# Stated goal
Display every line of the data below that contains the word "distant".

Data drawn from a collection
——

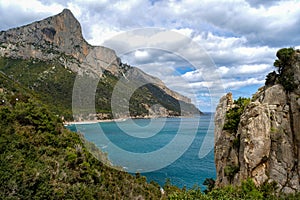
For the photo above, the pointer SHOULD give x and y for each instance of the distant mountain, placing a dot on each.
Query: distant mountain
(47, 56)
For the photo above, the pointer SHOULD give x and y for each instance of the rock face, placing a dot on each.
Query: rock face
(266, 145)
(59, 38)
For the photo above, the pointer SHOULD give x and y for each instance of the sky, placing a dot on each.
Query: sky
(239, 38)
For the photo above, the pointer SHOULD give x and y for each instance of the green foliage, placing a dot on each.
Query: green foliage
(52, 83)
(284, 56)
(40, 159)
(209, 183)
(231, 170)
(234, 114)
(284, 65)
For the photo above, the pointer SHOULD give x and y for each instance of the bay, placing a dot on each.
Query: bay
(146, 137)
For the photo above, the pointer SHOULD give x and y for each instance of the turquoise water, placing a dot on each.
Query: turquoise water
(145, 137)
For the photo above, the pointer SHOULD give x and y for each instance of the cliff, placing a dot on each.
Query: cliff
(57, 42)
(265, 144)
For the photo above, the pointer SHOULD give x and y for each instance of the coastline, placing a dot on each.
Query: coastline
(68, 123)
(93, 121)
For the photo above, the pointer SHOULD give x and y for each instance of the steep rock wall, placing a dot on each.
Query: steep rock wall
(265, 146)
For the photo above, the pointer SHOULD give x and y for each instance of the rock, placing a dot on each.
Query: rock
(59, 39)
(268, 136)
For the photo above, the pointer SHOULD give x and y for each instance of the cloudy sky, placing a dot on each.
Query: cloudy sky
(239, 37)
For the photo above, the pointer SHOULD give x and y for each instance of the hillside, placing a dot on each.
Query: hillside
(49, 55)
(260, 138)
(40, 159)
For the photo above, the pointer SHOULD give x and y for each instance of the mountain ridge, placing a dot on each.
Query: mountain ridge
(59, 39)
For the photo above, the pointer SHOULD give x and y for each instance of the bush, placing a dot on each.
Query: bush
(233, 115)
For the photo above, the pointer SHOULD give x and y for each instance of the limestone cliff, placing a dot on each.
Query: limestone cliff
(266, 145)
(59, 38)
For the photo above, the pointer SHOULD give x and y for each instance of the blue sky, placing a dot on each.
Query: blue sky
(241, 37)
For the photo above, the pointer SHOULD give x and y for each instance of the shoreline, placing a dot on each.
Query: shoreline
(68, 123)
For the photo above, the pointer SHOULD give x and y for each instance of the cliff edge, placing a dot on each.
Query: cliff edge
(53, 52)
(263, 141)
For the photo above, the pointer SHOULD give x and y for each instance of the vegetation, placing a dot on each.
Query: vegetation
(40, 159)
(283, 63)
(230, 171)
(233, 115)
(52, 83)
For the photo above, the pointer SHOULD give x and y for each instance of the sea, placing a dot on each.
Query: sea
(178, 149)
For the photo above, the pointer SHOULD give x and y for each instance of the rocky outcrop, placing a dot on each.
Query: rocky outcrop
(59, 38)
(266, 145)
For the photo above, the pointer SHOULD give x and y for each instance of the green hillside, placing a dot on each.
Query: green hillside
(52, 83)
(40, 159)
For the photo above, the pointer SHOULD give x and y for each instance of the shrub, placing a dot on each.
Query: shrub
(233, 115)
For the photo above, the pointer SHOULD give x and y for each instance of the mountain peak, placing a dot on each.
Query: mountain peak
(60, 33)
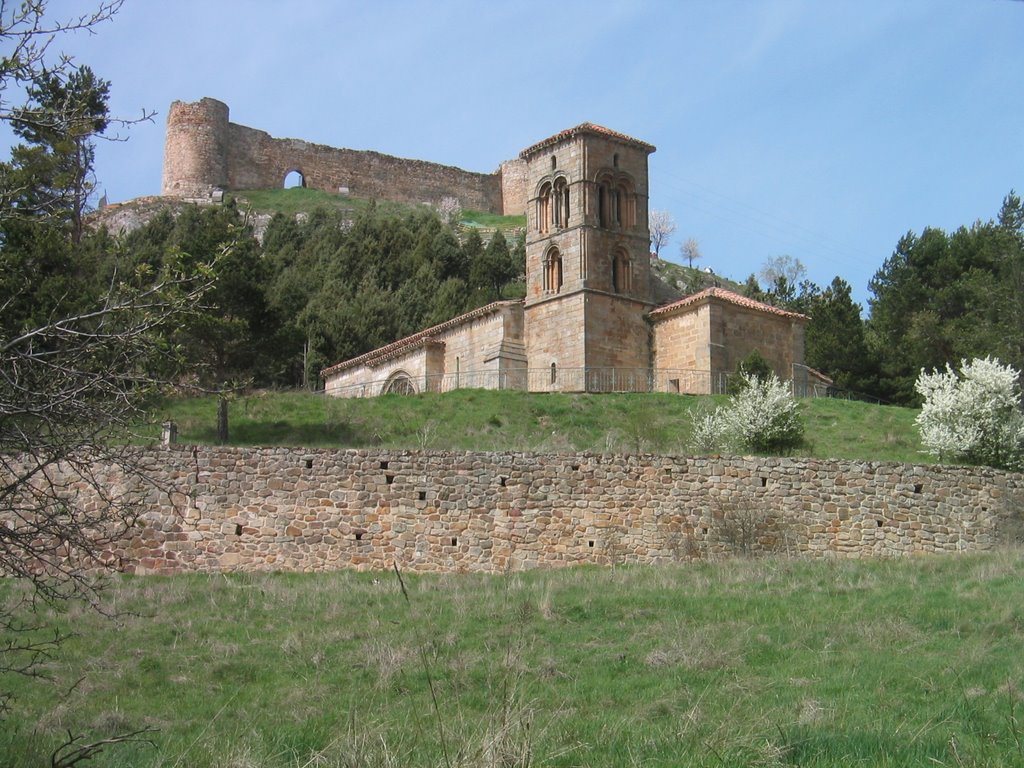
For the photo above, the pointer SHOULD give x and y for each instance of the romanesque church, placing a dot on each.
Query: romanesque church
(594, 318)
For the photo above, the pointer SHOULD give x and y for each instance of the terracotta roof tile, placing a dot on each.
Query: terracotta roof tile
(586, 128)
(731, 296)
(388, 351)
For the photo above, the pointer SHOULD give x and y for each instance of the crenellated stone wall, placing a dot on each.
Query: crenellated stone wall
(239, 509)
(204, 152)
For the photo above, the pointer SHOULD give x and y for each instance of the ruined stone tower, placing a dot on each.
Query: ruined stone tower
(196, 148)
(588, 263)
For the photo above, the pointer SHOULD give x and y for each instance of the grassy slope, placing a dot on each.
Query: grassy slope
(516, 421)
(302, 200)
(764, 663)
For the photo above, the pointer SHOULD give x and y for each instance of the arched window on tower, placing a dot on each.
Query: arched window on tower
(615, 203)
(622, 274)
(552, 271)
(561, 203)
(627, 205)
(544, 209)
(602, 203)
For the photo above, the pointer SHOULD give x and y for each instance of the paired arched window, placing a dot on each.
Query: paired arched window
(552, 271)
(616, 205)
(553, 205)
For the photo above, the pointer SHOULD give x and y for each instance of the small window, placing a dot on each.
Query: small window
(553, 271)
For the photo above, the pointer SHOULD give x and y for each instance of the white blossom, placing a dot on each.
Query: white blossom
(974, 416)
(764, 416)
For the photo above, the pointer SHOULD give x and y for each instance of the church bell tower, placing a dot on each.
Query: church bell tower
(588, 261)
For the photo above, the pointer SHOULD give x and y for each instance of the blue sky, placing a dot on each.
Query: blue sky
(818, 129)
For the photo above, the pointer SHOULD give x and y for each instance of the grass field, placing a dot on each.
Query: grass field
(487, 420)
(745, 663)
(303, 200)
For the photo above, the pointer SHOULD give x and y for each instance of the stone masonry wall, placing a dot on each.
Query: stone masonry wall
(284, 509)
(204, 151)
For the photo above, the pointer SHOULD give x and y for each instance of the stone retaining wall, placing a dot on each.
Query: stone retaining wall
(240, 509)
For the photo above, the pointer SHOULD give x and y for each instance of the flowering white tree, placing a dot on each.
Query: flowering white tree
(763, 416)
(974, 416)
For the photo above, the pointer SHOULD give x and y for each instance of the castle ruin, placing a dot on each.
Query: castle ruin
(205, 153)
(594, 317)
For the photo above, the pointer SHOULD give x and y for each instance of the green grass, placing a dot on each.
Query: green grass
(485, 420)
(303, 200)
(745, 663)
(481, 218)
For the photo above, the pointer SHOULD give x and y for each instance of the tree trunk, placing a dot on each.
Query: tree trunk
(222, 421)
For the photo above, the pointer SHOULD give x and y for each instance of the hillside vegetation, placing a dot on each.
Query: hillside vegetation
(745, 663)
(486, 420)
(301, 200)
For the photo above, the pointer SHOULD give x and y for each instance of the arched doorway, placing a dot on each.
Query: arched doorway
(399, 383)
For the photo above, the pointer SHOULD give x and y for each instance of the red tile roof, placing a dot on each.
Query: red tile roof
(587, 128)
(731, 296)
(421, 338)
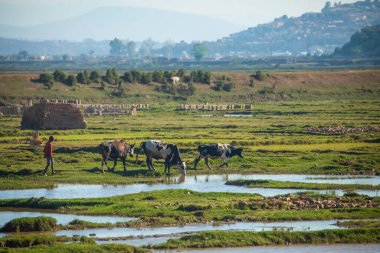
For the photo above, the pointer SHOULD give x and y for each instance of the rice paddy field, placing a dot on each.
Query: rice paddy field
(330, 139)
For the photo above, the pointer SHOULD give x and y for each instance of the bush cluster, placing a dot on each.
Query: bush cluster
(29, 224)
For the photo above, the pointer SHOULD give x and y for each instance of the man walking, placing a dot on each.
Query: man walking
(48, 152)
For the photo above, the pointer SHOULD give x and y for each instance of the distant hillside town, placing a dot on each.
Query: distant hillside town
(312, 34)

——

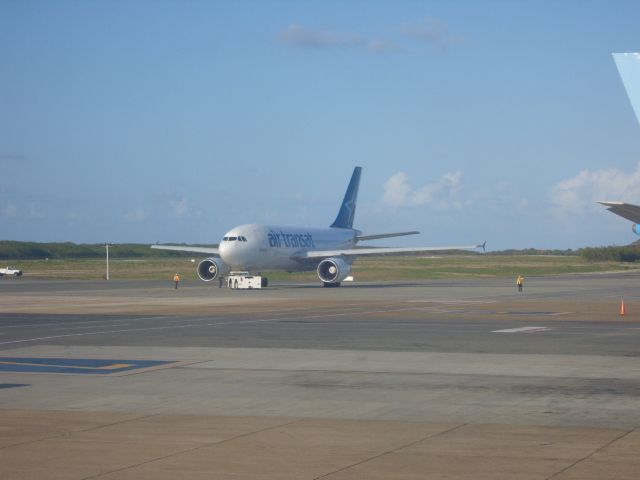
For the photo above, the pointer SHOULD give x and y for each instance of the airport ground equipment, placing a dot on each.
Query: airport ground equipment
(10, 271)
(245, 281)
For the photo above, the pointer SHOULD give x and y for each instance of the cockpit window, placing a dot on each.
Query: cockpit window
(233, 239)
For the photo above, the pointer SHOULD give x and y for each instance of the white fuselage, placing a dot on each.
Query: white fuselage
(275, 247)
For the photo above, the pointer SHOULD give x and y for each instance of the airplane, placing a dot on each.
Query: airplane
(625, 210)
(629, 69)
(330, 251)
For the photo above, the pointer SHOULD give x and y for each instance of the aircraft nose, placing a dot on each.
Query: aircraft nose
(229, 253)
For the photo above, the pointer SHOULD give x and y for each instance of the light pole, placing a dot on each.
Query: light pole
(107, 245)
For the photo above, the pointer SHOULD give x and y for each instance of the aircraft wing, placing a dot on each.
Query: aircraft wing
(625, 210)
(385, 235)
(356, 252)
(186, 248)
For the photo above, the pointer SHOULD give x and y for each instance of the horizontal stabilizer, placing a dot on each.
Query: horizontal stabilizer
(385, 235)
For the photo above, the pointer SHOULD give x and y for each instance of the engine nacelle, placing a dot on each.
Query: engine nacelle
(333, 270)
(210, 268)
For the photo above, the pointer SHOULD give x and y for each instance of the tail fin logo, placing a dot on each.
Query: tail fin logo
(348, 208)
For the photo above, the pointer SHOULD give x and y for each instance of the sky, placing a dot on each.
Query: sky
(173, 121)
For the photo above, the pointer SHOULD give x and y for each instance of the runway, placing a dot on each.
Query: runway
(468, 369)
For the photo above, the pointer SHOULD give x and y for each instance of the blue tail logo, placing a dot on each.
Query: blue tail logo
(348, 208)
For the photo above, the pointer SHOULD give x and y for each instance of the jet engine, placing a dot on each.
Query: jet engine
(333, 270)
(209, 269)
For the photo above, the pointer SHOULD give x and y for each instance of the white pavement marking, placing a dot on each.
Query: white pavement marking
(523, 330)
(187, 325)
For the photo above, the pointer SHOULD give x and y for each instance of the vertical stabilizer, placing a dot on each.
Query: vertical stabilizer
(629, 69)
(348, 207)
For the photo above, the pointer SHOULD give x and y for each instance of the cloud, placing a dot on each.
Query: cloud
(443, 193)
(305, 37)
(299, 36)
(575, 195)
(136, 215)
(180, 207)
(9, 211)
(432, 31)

——

# Response below
For the photo above, the pointer SHOULD give x and y for each instance of the distant mountain, placing a dot on each.
Query: distant mountain
For the photo above, the pointer SHOULD give x and y for each instance of the distant hillside town, placing a dot on each.
Query: distant hillside town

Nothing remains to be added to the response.